═════ Text section

By Dokubo Harry
President Muhammadu Buhari could not have chosen a better person than Dr Emmanuel Ibe Kachikwu as the substantive Minister of Petroleum Resources. Our president has been unwell and he recognizes that he cannot, in the present condition, work efficiently and effectively as not just Nigeria’s leader but Minister of Petroleum Resources. Buhari does not want the petroleum industry to suffer because it is the proverbial hen which lays the golden egg for Nigeria’s economy.  Those of us from the Niger Delta welcome the president’s decision not so much because he is one of us as the fact that he is extremely competent and devoted.
No person can deny Dr. Kachikwu’s role in stabilizing the Niger Delta Region in the last few months. The result is that Nigeria is today able to produce and export some  two million barrels of crude oil per day. The economy is for the first time in two years looking up. When the Ijaw people in Delta State demanded, as a condition for peace, continued building of a maritime university in their place, Kachikwu expressed solidarity with them. In contrast, the Minister of Transport, Chibuike Rotimi Amaechi who is the immediate past Rivers State governor, ridiculed the demand, saying that the resources had better be used to develop the Maritime Academy of Nigeria (MAN) in Oron, Akwa Ibom State, into a degree-awarding institution.

══════════

• [Required actions]
1 > From the opinion piece on Kachikwu's appointment, quote the passage between "No person can" and "a degree-awarding institution.", inclusive.
2 > Answer these from the opinion piece on Kachikwu's appointment:
(a) How many barrels of crude oil per day is Nigeria said to produce and export today?
(b) What did the Ijaw people in Delta State demand as a condition for peace?
(c) Where is the Maritime Academy of Nigeria located?
3 > Carry the opinion piece on Kachikwu's appointment forward from its final sentence.

═════ Material shown

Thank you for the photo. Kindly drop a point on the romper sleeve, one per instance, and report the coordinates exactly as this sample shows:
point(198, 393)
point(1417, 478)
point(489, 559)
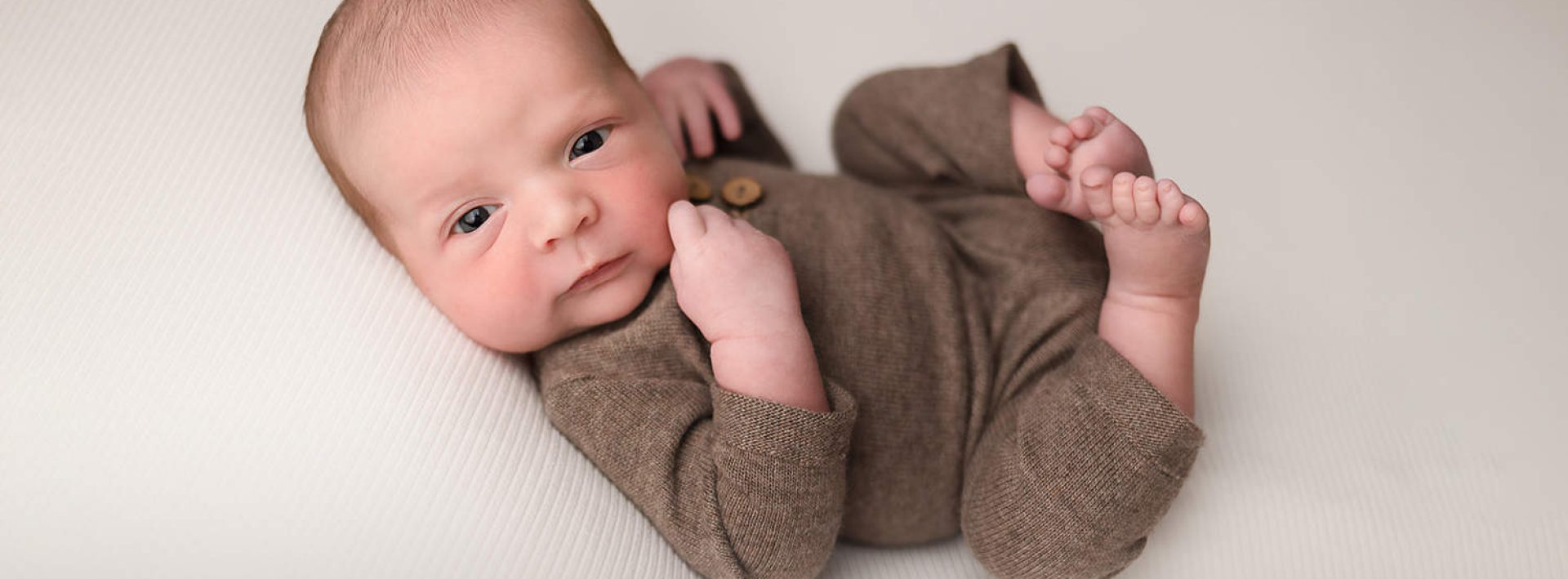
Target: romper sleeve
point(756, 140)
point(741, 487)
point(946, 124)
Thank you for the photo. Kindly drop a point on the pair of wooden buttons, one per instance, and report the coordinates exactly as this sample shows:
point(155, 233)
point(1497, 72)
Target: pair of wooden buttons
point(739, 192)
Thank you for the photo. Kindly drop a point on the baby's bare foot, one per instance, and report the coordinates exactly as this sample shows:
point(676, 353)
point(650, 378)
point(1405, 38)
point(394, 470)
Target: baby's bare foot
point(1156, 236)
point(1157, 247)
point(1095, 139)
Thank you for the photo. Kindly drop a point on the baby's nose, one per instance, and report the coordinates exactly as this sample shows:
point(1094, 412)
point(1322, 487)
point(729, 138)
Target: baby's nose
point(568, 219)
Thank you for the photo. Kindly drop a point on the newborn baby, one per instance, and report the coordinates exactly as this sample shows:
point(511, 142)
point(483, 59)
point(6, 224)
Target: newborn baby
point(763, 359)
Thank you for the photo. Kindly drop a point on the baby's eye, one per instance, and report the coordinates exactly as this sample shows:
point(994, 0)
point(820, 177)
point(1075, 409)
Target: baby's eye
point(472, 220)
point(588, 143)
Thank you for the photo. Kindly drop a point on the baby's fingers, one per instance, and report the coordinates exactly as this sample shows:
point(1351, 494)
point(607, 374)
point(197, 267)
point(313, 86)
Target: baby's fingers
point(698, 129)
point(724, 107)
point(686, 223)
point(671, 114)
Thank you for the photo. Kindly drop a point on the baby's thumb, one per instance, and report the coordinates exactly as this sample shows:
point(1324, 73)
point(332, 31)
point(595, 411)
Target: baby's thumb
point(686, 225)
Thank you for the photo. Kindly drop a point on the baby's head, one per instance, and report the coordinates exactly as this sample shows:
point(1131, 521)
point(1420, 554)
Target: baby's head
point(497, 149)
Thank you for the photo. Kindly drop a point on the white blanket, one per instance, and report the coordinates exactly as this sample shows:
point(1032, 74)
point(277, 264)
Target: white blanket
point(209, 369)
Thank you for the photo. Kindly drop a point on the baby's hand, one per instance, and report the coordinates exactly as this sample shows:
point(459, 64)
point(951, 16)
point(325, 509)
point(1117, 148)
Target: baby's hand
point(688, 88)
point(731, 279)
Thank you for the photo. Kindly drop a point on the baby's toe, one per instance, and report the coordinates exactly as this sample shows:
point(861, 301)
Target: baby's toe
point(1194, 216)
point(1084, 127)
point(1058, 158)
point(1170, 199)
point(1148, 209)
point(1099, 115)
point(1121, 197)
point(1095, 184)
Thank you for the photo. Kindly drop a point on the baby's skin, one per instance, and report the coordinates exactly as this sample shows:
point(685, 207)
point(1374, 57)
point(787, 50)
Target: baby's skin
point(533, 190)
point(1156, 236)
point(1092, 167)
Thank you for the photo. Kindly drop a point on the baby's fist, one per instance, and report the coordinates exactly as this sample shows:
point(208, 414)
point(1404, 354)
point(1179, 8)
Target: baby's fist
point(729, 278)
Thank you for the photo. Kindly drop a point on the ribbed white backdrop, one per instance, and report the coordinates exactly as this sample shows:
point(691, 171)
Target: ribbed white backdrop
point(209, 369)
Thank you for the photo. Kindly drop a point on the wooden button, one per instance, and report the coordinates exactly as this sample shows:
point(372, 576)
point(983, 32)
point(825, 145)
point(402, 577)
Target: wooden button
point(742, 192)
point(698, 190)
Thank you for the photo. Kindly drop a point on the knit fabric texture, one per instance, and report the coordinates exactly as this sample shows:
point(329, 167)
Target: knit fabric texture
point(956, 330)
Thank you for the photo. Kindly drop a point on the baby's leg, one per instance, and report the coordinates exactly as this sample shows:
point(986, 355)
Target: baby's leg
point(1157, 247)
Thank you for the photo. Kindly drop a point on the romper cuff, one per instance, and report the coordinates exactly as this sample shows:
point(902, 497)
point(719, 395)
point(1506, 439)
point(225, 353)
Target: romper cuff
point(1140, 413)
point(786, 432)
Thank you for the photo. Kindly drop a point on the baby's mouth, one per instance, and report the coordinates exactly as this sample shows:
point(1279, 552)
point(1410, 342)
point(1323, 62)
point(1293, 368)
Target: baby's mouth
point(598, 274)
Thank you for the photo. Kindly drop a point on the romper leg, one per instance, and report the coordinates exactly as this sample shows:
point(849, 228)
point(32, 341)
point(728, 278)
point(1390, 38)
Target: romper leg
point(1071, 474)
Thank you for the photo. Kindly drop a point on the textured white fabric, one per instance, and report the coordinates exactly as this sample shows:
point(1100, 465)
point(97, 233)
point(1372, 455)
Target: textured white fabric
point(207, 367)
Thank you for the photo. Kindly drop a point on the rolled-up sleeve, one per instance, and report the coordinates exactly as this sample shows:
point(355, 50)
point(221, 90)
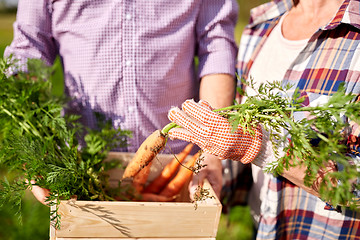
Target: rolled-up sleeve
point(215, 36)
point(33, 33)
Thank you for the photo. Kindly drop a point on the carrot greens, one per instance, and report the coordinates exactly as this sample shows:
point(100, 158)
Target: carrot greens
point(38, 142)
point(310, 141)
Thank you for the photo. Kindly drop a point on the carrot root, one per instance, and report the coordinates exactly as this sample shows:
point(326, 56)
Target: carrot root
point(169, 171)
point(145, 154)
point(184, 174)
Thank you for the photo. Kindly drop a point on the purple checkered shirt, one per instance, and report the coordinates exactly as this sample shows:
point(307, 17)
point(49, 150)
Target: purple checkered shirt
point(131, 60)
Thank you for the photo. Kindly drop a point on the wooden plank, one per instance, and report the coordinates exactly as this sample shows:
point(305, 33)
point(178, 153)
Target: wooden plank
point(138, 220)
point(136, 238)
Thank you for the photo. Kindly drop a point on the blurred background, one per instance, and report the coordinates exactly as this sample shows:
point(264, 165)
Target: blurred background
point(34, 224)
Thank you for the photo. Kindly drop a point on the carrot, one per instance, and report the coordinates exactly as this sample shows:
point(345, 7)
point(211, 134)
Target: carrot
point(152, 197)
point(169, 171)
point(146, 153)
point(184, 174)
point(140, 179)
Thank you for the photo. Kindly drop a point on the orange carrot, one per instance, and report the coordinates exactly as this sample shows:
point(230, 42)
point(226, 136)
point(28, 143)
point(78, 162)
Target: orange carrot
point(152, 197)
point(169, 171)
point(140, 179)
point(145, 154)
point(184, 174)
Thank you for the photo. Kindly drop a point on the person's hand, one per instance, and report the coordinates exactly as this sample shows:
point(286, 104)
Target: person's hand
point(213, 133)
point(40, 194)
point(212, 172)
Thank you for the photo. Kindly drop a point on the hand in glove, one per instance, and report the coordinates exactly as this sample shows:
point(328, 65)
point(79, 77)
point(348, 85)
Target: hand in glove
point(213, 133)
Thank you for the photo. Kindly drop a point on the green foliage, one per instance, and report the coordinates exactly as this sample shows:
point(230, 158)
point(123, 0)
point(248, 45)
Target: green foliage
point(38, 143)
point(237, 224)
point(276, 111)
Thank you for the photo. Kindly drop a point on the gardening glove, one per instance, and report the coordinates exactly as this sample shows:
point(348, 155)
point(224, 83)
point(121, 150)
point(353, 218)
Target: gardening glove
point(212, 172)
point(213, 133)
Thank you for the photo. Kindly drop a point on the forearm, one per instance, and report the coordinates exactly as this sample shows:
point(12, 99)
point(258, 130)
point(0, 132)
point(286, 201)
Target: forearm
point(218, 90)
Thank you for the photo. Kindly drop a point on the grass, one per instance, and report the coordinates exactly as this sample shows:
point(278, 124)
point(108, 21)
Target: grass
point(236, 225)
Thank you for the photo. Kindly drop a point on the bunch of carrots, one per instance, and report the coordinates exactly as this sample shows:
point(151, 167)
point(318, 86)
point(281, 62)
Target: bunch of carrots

══════════

• [Expected answers]
1 >
No person can deny Dr. Kachikwu’s role in stabilizing the Niger Delta Region in the last few months. The result is that Nigeria is today able to produce and export some  two million barrels of crude oil per day. The economy is for the first time in two years looking up. When the Ijaw people in Delta State demanded, as a condition for peace, continued building of a maritime university in their place, Kachikwu expressed solidarity with them. In contrast, the Minister of Transport, Chibuike Rotimi Amaechi who is the immediate past Rivers State governor, ridiculed the demand, saying that the resources had better be used to develop the Maritime Academy of Nigeria (MAN) in Oron, Akwa Ibom State, into a degree-awarding institution.

2 >
(a) Some two million barrels per day.
(b) Continued building of a maritime university in their place.
(c) In Oron, Akwa Ibom State.

3 >
The federal maritime university in Delta State is still on course. This means that people like Dr Kachikwu must have worked with Vice (now Acting) President Yemi Osinbajo to convince President Buhari that it is in Nigeria’s interest to proceed with the university which former President Goodluck Jonathan initiated but did little to get going. More than any other minister, Kachikwu has been visiting the Niger Delta, holding talks with militant youths and advising them to give Buhari a chance to address their historical grievances.
The Niger Delta people and leaders are, therefore, surprised to read that some people from a certain part  of the country are protesting against President Buhari’s decision to elevate Kachikwu to the status of a substantive minister. Their reason is that Kachikwu is not from the north of Nigeria. It has even been reported that the so-called cabal was even against his appointment as the chairman of the Nigerian National Petroleum Corporation (NNPC) Board when he ceased to be the corporation’s Group Managing Director but remained the Minister of State for Petroleum.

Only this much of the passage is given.